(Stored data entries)
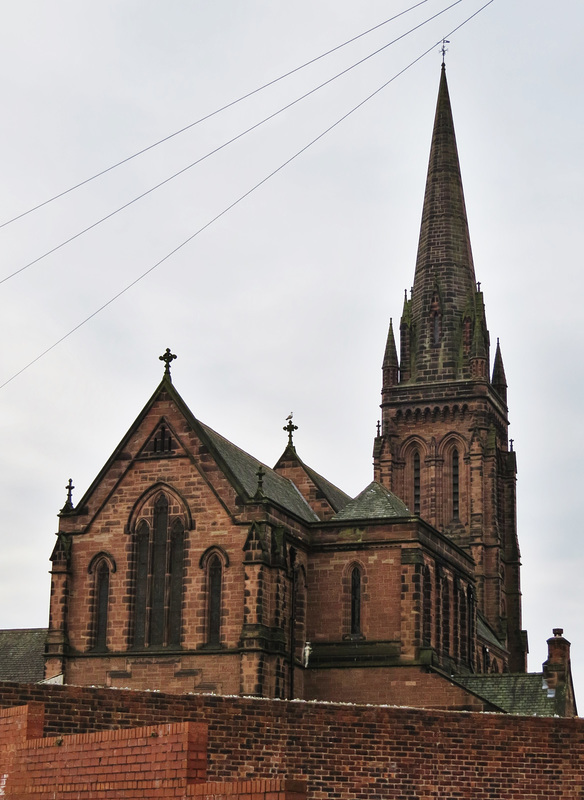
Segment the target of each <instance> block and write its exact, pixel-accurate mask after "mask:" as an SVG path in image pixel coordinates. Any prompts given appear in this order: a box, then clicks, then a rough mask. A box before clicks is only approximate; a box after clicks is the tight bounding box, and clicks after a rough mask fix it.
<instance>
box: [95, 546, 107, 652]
mask: <svg viewBox="0 0 584 800" xmlns="http://www.w3.org/2000/svg"><path fill="white" fill-rule="evenodd" d="M108 606H109V566H108V563H107V561H105V560H104V561H101V562H100V564H99V566H98V568H97V570H96V575H95V644H94V649H95V650H107V618H108Z"/></svg>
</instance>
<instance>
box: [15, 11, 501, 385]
mask: <svg viewBox="0 0 584 800" xmlns="http://www.w3.org/2000/svg"><path fill="white" fill-rule="evenodd" d="M493 2H494V0H488V2H486V3H485V4H484V5H483V6H481V7H480V8H479V9H478V10H477V11H475V12H474V13H473V14H471V15H470V16H469V17H467V18H466V19H465V20H464V21H463V22H461V23H460V24H459V25H457V26H456V27H455V28H453V29H452V30H451V31H449V32H448V33H446V34H445V35H444V36H441V37H440V39H438V41H437V42H435V43H434V44H433V45H432V46H431V47H429V48H428V49H427V50H425V51H424V52H423V53H421V54H420V55H419V56H417V58H415V59H414V60H413V61H411V62H410V63H409V64H408V65H407V66H405V67H404V68H403V69H402V70H400V71H399V72H397V73H396V74H395V75H394V76H393V77H392V78H390V79H389V80H388V81H386V82H385V83H383V84H382V85H381V86H380V87H379V88H377V89H376V90H375V91H374V92H372V93H371V94H370V95H368V96H367V97H366V98H365V99H364V100H361V102H360V103H358V104H357V105H356V106H353V108H352V109H351V110H350V111H347V113H346V114H343V116H342V117H340V118H339V119H338V120H337V121H336V122H334V123H333V124H332V125H330V126H329V127H328V128H327V129H326V130H324V131H322V133H320V134H319V135H318V136H316V137H315V138H314V139H312V140H311V141H310V142H308V144H306V145H304V147H302V148H301V149H300V150H298V151H297V152H296V153H294V155H292V156H290V158H289V159H287V160H286V161H284V163H282V164H280V166H279V167H277V168H276V169H274V170H272V172H270V173H269V174H268V175H266V176H265V177H264V178H262V180H260V181H258V182H257V183H256V184H255V185H254V186H252V188H251V189H248V190H247V191H246V192H244V194H242V195H240V196H239V197H238V198H237V199H236V200H234V201H233V202H232V203H231V204H230V205H228V206H227V207H226V208H224V209H223V211H221V212H220V213H219V214H217V215H216V216H215V217H213V218H212V219H211V220H209V221H208V222H206V223H205V224H204V225H203V226H202V227H201V228H199V229H198V230H197V231H195V232H194V233H193V234H192V235H191V236H189V237H188V238H187V239H185V240H184V241H183V242H181V244H179V245H178V246H177V247H175V248H174V250H171V252H170V253H167V254H166V255H165V256H164V257H163V258H161V259H160V260H159V261H157V262H156V263H155V264H153V265H152V266H151V267H149V268H148V269H147V270H146V271H145V272H143V273H142V274H141V275H139V276H138V277H137V278H135V279H134V280H133V281H132V282H131V283H129V284H128V285H127V286H125V287H124V288H123V289H121V290H120V291H119V292H117V294H115V295H114V296H113V297H111V298H110V299H109V300H108V301H107V302H105V303H104V304H103V305H101V306H100V307H99V308H98V309H96V310H95V311H93V312H92V313H91V314H90V315H89V316H88V317H85V319H83V320H82V321H81V322H79V323H78V324H77V325H75V327H74V328H72V329H71V330H70V331H69V332H68V333H66V334H65V335H64V336H62V337H61V338H60V339H58V340H57V341H56V342H54V343H53V344H52V345H50V346H49V347H47V348H46V349H45V350H43V351H42V353H40V354H39V355H38V356H36V357H35V358H34V359H32V361H29V362H28V364H26V365H25V366H24V367H22V368H21V369H20V370H18V372H16V373H14V375H12V376H11V377H10V378H8V379H7V380H6V381H4V383H2V384H0V389H3V388H4V387H5V386H7V385H8V384H9V383H11V382H12V381H13V380H14V379H15V378H17V377H18V376H19V375H22V373H23V372H25V371H26V370H27V369H29V368H30V367H32V366H33V364H36V363H37V361H40V359H41V358H43V357H44V356H46V355H47V354H48V353H50V352H51V350H54V349H55V348H56V347H58V345H60V344H62V342H64V341H65V340H66V339H68V338H69V337H70V336H72V335H73V334H74V333H75V332H76V331H78V330H79V329H80V328H82V327H83V326H84V325H86V324H87V323H88V322H89V321H90V320H92V319H93V318H94V317H96V316H97V315H98V314H99V313H101V312H102V311H103V310H104V309H106V308H107V307H108V306H110V305H111V304H112V303H114V302H115V301H116V300H117V299H118V298H120V297H122V295H124V294H126V292H128V291H129V290H130V289H132V288H133V287H134V286H136V284H138V283H139V282H140V281H142V280H143V279H144V278H146V277H147V276H148V275H150V273H151V272H154V270H155V269H157V268H158V267H159V266H161V265H162V264H164V263H165V262H166V261H168V259H169V258H171V257H172V256H173V255H175V254H176V253H178V252H179V250H182V248H183V247H185V246H186V245H187V244H188V243H189V242H191V241H192V240H193V239H194V238H195V237H196V236H198V235H199V234H200V233H202V232H203V231H205V230H206V229H207V228H209V227H210V226H211V225H213V223H215V222H217V220H219V219H221V217H223V216H225V214H227V213H228V212H229V211H231V209H233V208H235V206H237V205H239V203H241V201H242V200H245V198H246V197H249V196H250V195H251V194H252V193H253V192H255V191H256V190H257V189H259V188H260V186H263V185H264V183H266V182H267V181H268V180H270V178H273V177H274V175H277V174H278V173H279V172H281V171H282V170H283V169H284V168H285V167H287V166H288V164H290V163H292V162H293V161H294V160H295V159H296V158H298V156H300V155H302V153H304V152H306V150H308V149H309V148H310V147H312V145H314V144H316V142H318V141H320V139H322V138H323V137H324V136H326V135H327V134H328V133H330V131H332V130H334V128H336V127H337V126H338V125H340V124H341V122H344V121H345V120H346V119H347V118H348V117H350V116H351V115H352V114H354V113H355V111H357V110H358V109H360V108H361V107H362V106H364V105H365V103H367V102H368V101H369V100H371V99H372V98H373V97H375V96H376V95H378V94H379V93H380V92H381V91H383V89H385V88H386V87H387V86H389V84H390V83H393V81H395V80H396V79H397V78H399V77H400V76H401V75H403V74H404V73H405V72H406V71H407V70H408V69H410V68H411V67H413V66H414V65H415V64H417V63H418V62H419V61H421V60H422V59H423V58H425V56H427V55H428V54H429V53H431V52H432V51H434V50H435V48H436V47H438V46H439V45H440V44H442V42H443V41H444V40H445V39H448V37H449V36H452V35H453V34H454V33H456V31H458V30H460V29H461V28H462V27H463V26H464V25H466V24H467V23H468V22H470V21H471V20H472V19H474V17H476V16H477V15H478V14H480V13H481V11H484V9H485V8H487V6H490V5H491V4H492V3H493Z"/></svg>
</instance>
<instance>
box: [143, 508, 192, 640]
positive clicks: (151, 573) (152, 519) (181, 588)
mask: <svg viewBox="0 0 584 800" xmlns="http://www.w3.org/2000/svg"><path fill="white" fill-rule="evenodd" d="M148 516H149V519H148V520H147V519H142V520H141V521H140V523H139V524H138V526H137V529H136V534H135V545H134V552H135V593H134V633H133V645H134V647H136V648H142V647H172V646H175V647H176V646H179V645H180V641H181V627H182V595H183V571H184V548H185V527H184V521H183V519H182V518H180V517H175V518H174V519H173V518H171V515H170V513H169V501H168V497H167V496H166V494H165V493H164V492H161V493H160V494H159V495H158V496H157V498H156V500H155V501H154V504H153V508H152V509H151V514H149V515H148Z"/></svg>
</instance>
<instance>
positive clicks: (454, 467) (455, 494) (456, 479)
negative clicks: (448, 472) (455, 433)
mask: <svg viewBox="0 0 584 800" xmlns="http://www.w3.org/2000/svg"><path fill="white" fill-rule="evenodd" d="M459 497H460V473H459V462H458V450H457V448H456V447H455V448H454V450H453V451H452V517H453V519H458V518H459V512H460V506H459Z"/></svg>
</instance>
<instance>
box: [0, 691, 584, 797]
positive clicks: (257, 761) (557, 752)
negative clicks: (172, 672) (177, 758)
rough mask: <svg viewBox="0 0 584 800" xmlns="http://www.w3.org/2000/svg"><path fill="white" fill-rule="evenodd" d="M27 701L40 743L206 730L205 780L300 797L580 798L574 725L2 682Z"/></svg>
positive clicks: (582, 744) (580, 786) (11, 702)
mask: <svg viewBox="0 0 584 800" xmlns="http://www.w3.org/2000/svg"><path fill="white" fill-rule="evenodd" d="M31 701H40V702H44V704H45V721H44V730H45V735H48V736H56V735H59V734H61V735H63V734H77V733H88V732H95V731H97V730H109V729H112V728H118V727H135V726H146V725H162V724H168V723H171V722H178V721H192V722H199V723H206V724H207V725H208V762H207V763H208V770H207V776H208V780H209V781H213V782H224V781H253V780H271V779H282V780H283V779H288V780H296V779H302V778H306V779H307V781H308V784H307V786H308V791H307V797H308V798H310V800H322V798H325V797H335V798H338V800H355V798H373V797H375V796H377V797H384V798H400V800H401V798H420V800H421V799H422V798H423V799H424V800H426V798H433V797H434V798H440V800H448V798H453V799H454V798H468V800H471V798H472V800H475V799H476V798H496V799H497V800H500V798H505V800H544V799H545V800H581V798H582V796H583V793H584V772H583V770H582V763H584V722H582V720H579V719H559V718H554V719H541V718H536V717H511V716H506V715H502V714H473V713H466V712H455V713H452V712H441V711H424V710H420V709H411V708H397V707H382V706H349V705H346V706H343V705H334V704H330V705H327V704H319V703H302V702H282V701H275V700H257V699H251V698H228V697H217V696H204V695H184V696H177V695H165V694H162V693H156V692H148V693H146V692H144V693H143V692H132V691H124V690H113V689H91V688H81V687H70V686H38V685H28V686H27V685H18V684H10V683H6V684H0V705H1V706H11V705H17V704H22V703H27V702H31ZM214 791H215V790H214ZM211 794H212V793H211ZM213 796H220V797H223V796H224V795H223V794H221V791H220V790H216V794H214V795H213ZM249 800H253V792H251V790H250V793H249ZM266 800H272V798H268V797H267V795H266ZM274 800H275V798H274Z"/></svg>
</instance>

What you should do:
All lines of the records containing "positive" should be shown.

Task solution:
positive clicks: (151, 573) (152, 519) (181, 588)
positive clicks: (454, 467) (455, 494) (456, 479)
positive clicks: (257, 761) (557, 752)
positive clicks: (582, 744) (580, 786) (11, 702)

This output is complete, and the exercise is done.